> _WORK REQUEST_:
Going from the top of the data below, give again each line through the one containing "positive clicks: (206, 41)", both ends kept.

> _STUDY MATERIAL_:
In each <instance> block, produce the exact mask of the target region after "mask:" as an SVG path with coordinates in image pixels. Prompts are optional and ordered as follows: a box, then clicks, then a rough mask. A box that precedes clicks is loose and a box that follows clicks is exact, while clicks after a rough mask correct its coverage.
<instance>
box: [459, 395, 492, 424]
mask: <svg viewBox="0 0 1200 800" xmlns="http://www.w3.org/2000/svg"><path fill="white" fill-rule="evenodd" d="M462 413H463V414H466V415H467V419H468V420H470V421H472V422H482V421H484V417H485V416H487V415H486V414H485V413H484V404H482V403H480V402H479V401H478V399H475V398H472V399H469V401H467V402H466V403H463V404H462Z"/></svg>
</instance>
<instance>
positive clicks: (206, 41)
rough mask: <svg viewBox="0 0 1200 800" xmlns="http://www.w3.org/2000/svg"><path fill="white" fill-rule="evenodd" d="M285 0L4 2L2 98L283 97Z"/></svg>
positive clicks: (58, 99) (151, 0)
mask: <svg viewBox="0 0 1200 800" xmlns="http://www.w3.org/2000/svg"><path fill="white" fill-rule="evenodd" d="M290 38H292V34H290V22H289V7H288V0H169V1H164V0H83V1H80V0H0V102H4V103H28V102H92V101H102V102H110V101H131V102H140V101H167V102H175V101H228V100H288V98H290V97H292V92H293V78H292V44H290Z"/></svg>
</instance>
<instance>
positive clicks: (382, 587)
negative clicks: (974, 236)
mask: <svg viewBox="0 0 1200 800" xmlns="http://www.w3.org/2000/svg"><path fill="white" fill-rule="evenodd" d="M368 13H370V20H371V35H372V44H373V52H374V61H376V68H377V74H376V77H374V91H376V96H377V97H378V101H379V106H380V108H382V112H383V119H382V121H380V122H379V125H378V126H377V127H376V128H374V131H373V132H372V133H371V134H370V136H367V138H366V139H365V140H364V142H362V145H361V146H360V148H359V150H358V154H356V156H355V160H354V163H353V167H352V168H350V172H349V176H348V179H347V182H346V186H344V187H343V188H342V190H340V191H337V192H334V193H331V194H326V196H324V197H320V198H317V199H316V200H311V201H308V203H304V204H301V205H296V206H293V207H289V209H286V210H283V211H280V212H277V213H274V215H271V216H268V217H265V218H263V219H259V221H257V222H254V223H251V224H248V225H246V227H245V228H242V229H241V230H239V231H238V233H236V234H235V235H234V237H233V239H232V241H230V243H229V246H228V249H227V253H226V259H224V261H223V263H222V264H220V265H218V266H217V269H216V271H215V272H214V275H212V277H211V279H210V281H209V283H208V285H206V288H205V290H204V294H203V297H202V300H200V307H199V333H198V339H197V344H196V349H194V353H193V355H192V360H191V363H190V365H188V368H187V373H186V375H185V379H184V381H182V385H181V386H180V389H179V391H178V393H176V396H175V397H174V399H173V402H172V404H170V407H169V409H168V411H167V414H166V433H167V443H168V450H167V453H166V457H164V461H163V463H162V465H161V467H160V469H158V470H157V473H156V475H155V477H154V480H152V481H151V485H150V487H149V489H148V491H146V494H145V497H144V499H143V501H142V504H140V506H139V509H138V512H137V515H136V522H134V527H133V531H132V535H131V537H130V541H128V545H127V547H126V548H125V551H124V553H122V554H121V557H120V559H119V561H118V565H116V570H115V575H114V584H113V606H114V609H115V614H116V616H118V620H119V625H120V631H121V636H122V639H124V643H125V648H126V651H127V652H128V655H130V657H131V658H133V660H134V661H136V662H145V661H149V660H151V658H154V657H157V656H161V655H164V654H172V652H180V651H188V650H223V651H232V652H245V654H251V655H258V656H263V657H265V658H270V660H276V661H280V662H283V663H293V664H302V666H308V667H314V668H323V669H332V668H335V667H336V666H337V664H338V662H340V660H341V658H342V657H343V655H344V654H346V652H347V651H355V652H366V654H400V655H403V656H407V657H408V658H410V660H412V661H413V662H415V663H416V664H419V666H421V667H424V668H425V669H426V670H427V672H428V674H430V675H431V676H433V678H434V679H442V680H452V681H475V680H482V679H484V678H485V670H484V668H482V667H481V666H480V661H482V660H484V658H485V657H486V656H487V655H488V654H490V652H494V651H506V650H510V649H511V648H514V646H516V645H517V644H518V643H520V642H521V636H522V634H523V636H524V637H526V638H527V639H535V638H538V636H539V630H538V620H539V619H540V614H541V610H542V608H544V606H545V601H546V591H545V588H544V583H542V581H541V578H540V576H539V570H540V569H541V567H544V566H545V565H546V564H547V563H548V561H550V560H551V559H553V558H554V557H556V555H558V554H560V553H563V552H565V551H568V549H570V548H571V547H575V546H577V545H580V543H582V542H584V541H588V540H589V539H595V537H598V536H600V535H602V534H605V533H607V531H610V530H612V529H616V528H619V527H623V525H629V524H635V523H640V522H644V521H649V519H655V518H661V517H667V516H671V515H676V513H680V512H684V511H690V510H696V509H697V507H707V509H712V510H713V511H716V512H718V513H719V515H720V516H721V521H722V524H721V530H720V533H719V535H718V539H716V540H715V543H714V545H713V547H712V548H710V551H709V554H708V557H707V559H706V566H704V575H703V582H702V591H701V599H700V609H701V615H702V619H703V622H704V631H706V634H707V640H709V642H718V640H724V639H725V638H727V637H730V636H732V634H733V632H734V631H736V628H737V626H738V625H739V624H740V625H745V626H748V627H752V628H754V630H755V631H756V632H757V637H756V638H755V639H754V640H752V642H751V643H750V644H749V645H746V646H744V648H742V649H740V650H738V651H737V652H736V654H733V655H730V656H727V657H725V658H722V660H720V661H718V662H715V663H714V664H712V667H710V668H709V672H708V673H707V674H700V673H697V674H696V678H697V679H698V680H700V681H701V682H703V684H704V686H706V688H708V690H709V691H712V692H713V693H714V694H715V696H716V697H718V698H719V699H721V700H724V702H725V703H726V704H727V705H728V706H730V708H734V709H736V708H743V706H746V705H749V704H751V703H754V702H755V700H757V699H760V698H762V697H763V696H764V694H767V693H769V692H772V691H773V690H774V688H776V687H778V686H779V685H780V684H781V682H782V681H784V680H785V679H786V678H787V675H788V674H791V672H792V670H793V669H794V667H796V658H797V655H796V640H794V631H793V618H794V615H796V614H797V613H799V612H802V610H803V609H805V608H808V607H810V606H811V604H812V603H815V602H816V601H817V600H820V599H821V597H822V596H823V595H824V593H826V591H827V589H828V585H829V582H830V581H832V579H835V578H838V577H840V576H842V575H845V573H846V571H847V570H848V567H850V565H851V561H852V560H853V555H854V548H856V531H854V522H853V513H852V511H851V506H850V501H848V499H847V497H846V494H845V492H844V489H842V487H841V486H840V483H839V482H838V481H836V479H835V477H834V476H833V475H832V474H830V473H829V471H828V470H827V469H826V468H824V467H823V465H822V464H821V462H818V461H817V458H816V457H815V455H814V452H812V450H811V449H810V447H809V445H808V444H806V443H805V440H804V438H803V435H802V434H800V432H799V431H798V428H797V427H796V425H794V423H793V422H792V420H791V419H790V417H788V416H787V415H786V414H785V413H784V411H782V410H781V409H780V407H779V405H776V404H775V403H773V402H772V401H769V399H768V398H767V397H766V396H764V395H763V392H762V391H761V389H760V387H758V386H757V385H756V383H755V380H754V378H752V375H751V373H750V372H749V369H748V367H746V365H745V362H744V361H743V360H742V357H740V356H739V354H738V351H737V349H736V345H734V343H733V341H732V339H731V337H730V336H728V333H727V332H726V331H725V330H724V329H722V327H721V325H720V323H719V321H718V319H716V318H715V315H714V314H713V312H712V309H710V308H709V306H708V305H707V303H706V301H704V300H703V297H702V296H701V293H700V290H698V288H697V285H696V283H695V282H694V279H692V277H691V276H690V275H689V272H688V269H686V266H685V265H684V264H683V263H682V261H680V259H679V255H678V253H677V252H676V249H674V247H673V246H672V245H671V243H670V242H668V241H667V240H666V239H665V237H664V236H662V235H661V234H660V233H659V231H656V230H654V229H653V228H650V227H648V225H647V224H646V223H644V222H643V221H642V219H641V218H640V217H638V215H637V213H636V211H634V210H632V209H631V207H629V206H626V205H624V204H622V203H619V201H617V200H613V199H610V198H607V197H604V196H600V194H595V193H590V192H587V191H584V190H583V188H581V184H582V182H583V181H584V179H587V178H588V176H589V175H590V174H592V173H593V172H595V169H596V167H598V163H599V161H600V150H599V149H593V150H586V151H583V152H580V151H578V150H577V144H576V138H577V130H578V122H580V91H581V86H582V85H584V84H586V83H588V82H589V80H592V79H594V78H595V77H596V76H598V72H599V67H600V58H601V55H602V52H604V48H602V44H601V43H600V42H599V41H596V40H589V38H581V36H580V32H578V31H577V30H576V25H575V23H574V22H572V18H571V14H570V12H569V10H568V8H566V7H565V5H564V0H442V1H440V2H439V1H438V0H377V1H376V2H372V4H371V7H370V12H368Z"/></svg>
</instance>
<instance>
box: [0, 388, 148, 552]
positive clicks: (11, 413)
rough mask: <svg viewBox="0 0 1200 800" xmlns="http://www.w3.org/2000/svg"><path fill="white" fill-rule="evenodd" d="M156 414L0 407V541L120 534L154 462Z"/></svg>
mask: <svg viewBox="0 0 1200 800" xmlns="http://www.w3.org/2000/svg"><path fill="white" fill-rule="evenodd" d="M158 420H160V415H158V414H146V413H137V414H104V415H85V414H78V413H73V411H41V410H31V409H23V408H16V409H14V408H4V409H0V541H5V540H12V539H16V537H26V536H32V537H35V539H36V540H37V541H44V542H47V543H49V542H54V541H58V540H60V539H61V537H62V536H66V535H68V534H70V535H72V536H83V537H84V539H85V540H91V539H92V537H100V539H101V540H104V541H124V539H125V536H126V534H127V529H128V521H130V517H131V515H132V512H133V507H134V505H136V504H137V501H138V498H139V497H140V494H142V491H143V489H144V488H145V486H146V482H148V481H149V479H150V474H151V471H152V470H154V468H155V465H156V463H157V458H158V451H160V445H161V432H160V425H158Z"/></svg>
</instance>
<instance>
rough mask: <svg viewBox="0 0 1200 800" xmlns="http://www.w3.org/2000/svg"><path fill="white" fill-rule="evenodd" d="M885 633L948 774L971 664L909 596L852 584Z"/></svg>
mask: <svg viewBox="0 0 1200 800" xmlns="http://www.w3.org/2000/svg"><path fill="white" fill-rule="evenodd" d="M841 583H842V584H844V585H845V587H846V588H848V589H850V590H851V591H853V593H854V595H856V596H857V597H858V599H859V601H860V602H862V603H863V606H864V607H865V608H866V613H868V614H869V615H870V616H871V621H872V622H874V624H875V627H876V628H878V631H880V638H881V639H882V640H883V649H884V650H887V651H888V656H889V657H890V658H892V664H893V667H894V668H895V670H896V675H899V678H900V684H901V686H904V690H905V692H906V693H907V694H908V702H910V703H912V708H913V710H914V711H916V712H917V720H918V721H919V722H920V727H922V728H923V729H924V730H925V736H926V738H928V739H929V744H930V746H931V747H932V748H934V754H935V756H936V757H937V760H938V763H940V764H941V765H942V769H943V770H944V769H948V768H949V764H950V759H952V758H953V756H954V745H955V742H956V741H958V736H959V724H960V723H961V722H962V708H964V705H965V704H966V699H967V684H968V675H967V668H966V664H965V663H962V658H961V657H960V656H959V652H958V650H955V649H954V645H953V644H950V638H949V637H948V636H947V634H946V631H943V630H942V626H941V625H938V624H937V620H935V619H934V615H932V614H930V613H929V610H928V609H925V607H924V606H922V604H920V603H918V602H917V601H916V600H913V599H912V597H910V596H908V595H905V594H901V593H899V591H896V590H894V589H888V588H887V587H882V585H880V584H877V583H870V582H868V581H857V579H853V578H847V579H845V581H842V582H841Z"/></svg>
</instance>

> _RESULT FOR THIS EXERCISE_:
In each <instance> block, produce the exact mask of the target region after "mask:" as an SVG path with coordinates in image pixels. Prompts are optional and ordered as follows: a box, then clicks, then a rough mask. A box that precedes clicks is loose and a box that follows clicks is exact, while clicks after a rough mask correct its coverage.
<instance>
box: [459, 395, 492, 424]
mask: <svg viewBox="0 0 1200 800" xmlns="http://www.w3.org/2000/svg"><path fill="white" fill-rule="evenodd" d="M462 413H463V414H466V415H467V419H468V420H470V421H472V422H482V421H484V417H485V416H487V415H486V414H485V413H484V404H482V403H480V402H479V401H478V399H475V398H472V399H469V401H467V402H466V403H463V404H462Z"/></svg>
</instance>
<instance>
positive clicks: (206, 41)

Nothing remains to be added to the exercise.